* _Activity list_
#1 Answer from the text on mindfulness for birth:
(a) How does the text define mindfulness?
(b) What do participants hold during the pain practices?
(c) Which program are the group courses based on, and who developed it?
#2 Carry on the text on mindfulness for birth, picking up after its final line.

* _Text_
-=-=-=-=-

A doula is also sometimes skilled to give a birth preparation course. This is my case where I train couples in mindfulness skills which are of great support in birth and well beyond.

Mindfulness is present moment awareness with a non-judging and curious attitude. Paying attention in this way is deeply transformative. It allows us to open up to our full potential which is often limited by stress and unhelpful mental beliefs & behavioural patterns. Cultivating mindfulness allows us to develop another way of looking at ourselves and the world around us, a more positive, open and kinder way. Instead of spending considerable amounts of energy replaying the past, stressing or worrying about the future, our work, relationships and all the things we need to get done, we are able to gather our attention to fully enjoy the moments of our life as they unfold. Through non-reactive observing, we respond consciously to stress and difficulties that arise rather than react automatically. Over time we liberate ourselves from a lot of unnecessary stress and release unhelpful beliefs or habits we’ve developed over the years. We begin to make space for what really matters and supports us to thrive. Mindfulness supports us towards more well-being, joy and harmony in our lives as we live them.

And it is not just me saying all this, mindfulness is very widespread nowadays because the need is huge. There is an extensive body of research demonstrating the many benefits of mindfulness on physical and mental health as well as emotional resilience

That said, you can probably imagine that inviting the practice of mindfulness into your life before becoming a parent is of immense support. It’s more than just a good idea to “sort yourself out” before becoming full-time responsible for a cute being that is totally dependent and fused with you.

Parenting is very much about being in the present moment, paying attention to our children. Children thrive on compassionate attention. It is a solid foundation for them to develop on. However, if a person doesn’t relate to themselves with kind presence, it will be very difficult for them to bring this compassionate attention into their parenting.

Additionally, becoming a parent is probably one of life’s biggest transformations. As joyful as it may be, this rapid change also comes with its fair share of stress. And stress and pregnancy isn’t a good combination as we know. Learning mindfulness in pregnancy allows to reduce stress, to slow down, relax and tune into the amazing pregnant body that is transforming rapidly as well as honour its needs.

Last but certainly not least, mindfulness is an invaluable skill in birth itself. Birth is all about remaining centred and breathing through intensity as well as relaxing as much as possible in between contractions. Our conditioned reactivity to pain, which usually consists in ignoring it, pushing it away or fighting it isn’t helpful obviously in birth. The mindfulness skills couples learn support them to be with discomfort, to relax into the pain. To keep attention focused on the body and breath rather than get caught up in emotional reactivity or fearful thoughts. We do a few series of pain practices together (holding ice cubes) and use a variety of techniques to work more skilfully with the fear or pain that may arise in birth. These techniques include mindfulness, focused attention, breathing and sounding, touch & massage, visualisation and positioning. In childbirth the pain is part of a transformative process allowing a child to be born. The less we fight it, the less pain we actually experience and the more we support birth to unfold optimally.

I teach private individual courses but also group courses based on the “Mindful Birthing” program developed by Nancy Bardacke, an American mid-wife and mindfulness teacher who has been a pioneer in bringing mindfulness skills to expecting families.

How did you come up with the idea of working especially with mothers?

-=-=-=-=-

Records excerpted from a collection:
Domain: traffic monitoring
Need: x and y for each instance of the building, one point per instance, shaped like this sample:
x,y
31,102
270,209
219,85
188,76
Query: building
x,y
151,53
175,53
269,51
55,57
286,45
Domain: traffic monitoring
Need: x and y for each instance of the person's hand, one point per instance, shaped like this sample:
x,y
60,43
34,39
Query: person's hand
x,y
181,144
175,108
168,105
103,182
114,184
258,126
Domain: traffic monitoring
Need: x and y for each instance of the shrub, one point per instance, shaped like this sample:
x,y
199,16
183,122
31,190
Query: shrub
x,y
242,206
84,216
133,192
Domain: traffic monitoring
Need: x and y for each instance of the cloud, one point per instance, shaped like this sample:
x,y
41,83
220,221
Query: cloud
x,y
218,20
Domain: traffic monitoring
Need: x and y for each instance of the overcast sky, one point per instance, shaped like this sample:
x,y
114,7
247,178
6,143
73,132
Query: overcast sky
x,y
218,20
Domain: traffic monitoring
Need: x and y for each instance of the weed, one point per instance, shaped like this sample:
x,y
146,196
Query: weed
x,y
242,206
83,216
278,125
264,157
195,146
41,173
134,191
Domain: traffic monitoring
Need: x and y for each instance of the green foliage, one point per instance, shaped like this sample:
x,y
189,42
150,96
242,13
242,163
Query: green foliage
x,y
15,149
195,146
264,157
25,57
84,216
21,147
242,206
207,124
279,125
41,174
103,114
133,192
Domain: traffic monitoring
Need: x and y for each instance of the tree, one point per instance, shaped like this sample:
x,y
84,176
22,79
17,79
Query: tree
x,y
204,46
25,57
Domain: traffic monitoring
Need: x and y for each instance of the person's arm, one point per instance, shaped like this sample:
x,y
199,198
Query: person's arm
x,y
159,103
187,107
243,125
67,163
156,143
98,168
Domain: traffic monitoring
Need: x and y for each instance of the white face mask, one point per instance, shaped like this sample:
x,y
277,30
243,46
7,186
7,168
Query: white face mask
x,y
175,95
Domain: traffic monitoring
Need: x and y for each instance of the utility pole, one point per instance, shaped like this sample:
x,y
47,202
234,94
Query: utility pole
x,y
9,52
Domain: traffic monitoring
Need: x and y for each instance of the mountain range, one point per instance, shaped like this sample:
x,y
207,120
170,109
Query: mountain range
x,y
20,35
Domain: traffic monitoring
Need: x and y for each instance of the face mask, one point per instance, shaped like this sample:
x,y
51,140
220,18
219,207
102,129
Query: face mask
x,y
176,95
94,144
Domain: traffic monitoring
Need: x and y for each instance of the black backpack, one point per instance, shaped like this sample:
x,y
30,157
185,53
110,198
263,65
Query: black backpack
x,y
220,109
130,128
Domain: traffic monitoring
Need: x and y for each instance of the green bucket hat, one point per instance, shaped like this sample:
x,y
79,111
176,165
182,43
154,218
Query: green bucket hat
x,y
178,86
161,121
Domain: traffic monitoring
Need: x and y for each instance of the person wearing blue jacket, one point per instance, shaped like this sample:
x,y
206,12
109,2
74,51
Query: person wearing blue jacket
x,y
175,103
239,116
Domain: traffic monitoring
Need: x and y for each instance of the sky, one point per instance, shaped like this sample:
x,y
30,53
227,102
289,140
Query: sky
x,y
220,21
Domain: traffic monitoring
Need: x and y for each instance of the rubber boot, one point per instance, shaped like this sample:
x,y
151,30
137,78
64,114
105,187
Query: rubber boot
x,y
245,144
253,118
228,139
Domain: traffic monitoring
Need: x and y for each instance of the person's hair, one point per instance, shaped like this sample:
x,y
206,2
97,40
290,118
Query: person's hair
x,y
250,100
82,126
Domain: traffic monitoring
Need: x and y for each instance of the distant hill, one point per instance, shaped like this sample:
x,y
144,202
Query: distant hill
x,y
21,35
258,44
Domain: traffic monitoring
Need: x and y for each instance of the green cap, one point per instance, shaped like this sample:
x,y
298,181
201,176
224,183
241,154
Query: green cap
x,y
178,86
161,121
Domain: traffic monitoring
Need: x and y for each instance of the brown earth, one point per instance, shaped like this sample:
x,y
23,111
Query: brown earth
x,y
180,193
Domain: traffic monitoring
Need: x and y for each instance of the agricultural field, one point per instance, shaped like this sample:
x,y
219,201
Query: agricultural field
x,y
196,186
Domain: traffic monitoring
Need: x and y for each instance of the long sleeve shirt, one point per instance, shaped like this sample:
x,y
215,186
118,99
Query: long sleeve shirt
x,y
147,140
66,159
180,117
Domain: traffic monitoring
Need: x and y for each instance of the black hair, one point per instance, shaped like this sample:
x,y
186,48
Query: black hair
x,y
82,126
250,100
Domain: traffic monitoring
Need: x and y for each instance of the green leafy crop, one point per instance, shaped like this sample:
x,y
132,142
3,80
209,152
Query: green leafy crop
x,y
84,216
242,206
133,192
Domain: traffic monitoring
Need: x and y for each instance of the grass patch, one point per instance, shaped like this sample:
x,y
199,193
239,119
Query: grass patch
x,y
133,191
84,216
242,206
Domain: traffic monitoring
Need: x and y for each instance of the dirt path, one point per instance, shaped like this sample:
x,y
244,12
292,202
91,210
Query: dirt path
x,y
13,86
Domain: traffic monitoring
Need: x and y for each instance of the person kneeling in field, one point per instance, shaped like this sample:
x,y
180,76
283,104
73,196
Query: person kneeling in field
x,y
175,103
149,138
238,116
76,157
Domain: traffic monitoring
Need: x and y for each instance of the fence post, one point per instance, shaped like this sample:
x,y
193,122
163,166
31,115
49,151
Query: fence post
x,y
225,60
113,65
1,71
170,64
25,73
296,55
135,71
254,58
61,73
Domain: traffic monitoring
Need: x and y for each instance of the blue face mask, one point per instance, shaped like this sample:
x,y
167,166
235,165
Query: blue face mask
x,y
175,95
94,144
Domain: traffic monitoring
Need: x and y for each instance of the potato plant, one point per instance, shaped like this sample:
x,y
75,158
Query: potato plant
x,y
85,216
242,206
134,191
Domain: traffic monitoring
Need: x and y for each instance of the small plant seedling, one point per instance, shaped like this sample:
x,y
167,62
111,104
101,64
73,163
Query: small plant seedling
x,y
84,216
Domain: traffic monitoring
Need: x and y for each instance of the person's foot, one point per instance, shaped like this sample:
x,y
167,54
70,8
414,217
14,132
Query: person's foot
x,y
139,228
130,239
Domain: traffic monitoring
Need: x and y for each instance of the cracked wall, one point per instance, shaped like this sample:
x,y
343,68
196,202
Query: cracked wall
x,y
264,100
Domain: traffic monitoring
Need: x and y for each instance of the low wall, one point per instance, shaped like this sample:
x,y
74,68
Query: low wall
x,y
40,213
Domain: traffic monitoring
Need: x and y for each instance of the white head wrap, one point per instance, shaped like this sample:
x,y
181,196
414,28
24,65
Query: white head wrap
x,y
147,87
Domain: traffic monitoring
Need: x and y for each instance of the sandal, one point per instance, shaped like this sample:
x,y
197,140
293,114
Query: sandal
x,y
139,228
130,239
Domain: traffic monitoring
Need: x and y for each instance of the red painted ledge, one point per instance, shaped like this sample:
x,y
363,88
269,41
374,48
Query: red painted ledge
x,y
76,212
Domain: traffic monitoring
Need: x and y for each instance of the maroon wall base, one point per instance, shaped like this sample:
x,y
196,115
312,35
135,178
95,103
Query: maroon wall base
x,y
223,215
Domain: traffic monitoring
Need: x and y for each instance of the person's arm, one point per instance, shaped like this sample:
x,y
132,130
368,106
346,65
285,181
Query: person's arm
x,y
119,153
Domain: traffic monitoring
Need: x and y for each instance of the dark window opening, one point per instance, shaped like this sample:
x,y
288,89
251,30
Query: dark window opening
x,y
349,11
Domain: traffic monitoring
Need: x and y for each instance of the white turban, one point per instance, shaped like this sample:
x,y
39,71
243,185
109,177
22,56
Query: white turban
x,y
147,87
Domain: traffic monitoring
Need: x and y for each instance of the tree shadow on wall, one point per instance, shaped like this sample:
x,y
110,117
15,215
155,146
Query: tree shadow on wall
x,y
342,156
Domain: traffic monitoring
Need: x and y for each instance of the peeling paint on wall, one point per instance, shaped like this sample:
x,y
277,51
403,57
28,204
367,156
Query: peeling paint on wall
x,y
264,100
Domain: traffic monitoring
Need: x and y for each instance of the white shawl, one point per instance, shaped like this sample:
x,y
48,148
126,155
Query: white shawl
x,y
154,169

-=-=-=-=-

* _Set of answers_
#1
(a) Present moment awareness with a non-judging and curious attitude.
(b) Ice cubes.
(c) The "Mindful Birthing" program, developed by Nancy Bardacke.

#2
Through my own experience really. Becoming a mother, propelled my journey into mindfulness. Before being a mindfulness coach, I worked in the corporate world for 15 years in media agencies. When I became a Mom the corporate environment I was in, including the rhythm and structure, just didn’t fit with my needs, values and concerns in my new Mom life. I felt frustrated. I was always running trying to keep up with my life rather than living it, enjoying it.

For a long time, I lacked purpose in my job but I felt this more strongly when I became a Mom. I questioned increasingly what my contribution to the world was and how was I shaping the future. And becoming a mom was a radical life change of course. I found myself wanting to spend more time with my daughter, slowing down to enjoy her and watch her grow rather than outsourcing that as much as I was to childcare. I wanted to be healthy and happy and juggling motherhood and a demanding corporate job I didn’t feel passionate about wasn’t delivering on that. So, in my desperation I discovered mindfulness. I attended an 8-week course and was so inspired that halfway through the course I decided to train as a teacher so I could share these skills with my environment.

I now know through my clients that my own journey of adjusting to motherhood is certainly not isolated but shared by most women. There’s a name for it ‘matrescence’, the process of becoming a mother, encompassing all the many physical, psychological and emotional changes after birth. New parents often feel inadequate, insecure, guilty as if they aren’t doing anything right. I feel passionate about equipping mothers with solid mindfulness skills and guide them through this transition from pregnancy to early parenting. To encourage them as they enter this nurturing role to nurture themselves too. Many of us haven’t learned this and our modern environment often depletes rather than nurtures with its distractions and hectic pace at times.  Dad’s obviously go through an immense shift too and the more connected couples are, the better equipped they are to grow together and support one another.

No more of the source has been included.